(Location labeling records)
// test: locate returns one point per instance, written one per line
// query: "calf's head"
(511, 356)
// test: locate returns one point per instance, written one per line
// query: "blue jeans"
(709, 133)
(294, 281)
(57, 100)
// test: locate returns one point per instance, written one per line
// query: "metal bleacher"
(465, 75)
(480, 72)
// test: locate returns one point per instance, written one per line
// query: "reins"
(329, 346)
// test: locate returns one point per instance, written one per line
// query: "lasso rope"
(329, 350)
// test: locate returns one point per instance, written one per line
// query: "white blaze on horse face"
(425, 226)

# The problem
Your task is to extract all of the records exactly.

# Output of the exercise
// test: locate returns one point per instance, written one per line
// query: "calf's head"
(511, 356)
// test: locate returns one point per instance, written one per line
// query: "blue jeans"
(709, 133)
(294, 281)
(57, 100)
// test: locate returns one point per instance, written one per line
// query: "metal bleacher"
(465, 75)
(480, 72)
// test: locate returns one point per instance, written one per line
// query: "reins"
(329, 346)
// test: locate returns one point per instance, written one per line
// query: "lasso rope"
(329, 350)
// test: locate returns one point per instance, written one per line
// query: "white blaze on horse face"
(425, 226)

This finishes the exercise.